• Material shown
— Start —

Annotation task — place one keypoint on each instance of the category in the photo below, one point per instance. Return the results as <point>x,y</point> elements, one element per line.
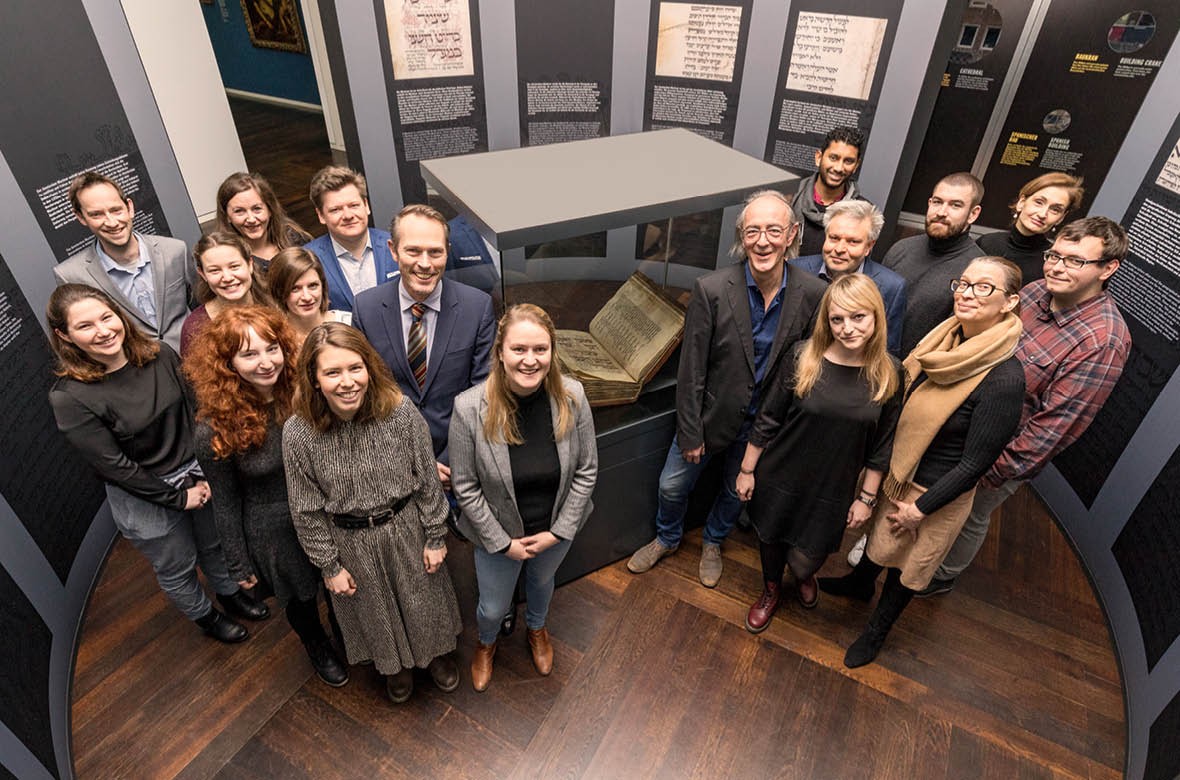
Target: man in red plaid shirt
<point>1073,349</point>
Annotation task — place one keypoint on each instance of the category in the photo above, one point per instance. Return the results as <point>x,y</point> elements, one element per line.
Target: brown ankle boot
<point>482,666</point>
<point>542,650</point>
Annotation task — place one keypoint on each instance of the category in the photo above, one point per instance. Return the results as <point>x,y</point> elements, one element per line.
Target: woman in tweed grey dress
<point>369,511</point>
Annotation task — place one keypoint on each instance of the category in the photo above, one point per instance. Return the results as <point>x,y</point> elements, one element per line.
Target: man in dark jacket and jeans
<point>836,162</point>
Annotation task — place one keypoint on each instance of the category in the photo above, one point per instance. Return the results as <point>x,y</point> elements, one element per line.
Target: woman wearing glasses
<point>1040,207</point>
<point>963,394</point>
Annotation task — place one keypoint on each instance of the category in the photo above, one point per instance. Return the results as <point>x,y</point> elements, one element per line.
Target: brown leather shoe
<point>542,650</point>
<point>482,666</point>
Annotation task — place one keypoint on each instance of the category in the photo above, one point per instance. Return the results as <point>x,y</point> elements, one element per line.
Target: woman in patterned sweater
<point>369,511</point>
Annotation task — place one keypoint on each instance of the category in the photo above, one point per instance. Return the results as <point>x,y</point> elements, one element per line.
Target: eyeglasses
<point>773,233</point>
<point>1076,263</point>
<point>978,289</point>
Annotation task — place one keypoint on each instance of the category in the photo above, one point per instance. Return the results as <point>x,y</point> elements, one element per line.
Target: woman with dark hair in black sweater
<point>122,402</point>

— End —

• Do this
Output the records above exactly; leave out the pictures.

• Written reply
Annotation task — place one keypoint on each instance of the category in the photo below, one point per instance. Return the results as <point>x,y</point> elements, one element per line.
Target: man in red plaid shirt
<point>1073,349</point>
Annotation task — place one keypoint on each instance of the category in the photo above, one point per instance. Return the results as <point>x,y</point> elements, one element per line.
Target: brown ankle boot
<point>482,666</point>
<point>542,650</point>
Annotation task — place one keypoint on each instance of the category in the photo above, one point per instance. Return the results as <point>x,y</point> elements, one element per line.
Target: woman in tweed grey dress
<point>369,511</point>
Annotation task — place one keypoint on each instance of the category in the photo above, one point per instance. Return the results as <point>x,y</point> elements, one element per line.
Target: man in dark jacket and jeans
<point>836,162</point>
Annotation task — place one keypoint on each instance of the category in the photo above, one point per instance. Return the results as <point>x,y</point> elements, one element per line.
Target: woman wearing glasses
<point>1040,207</point>
<point>963,394</point>
Annotation task — place one keypoint on each instance of the category in the photo above, one point per instance. Return the results as <point>x,y</point> elements, one element per line.
Target: brown leather shoe
<point>542,650</point>
<point>482,666</point>
Annotation task — place one keypoint on each instance of the category in the photo above, one point per instance. Return the results as <point>x,y</point> elements, one element per line.
Target: woman in patterned sweater
<point>369,511</point>
Annotation task — place one keypoint on each instance of the category in the photo above, one point per instance. Return the results as <point>x,y</point> elements, one element per line.
Target: eyeglasses
<point>773,233</point>
<point>1076,263</point>
<point>978,289</point>
Annotation task — place one keypoint on each instance of the category in the photo above, one point per instance. Return the results as <point>x,y</point> elements, one element per line.
Target: woman with dark hair in black sweater
<point>122,402</point>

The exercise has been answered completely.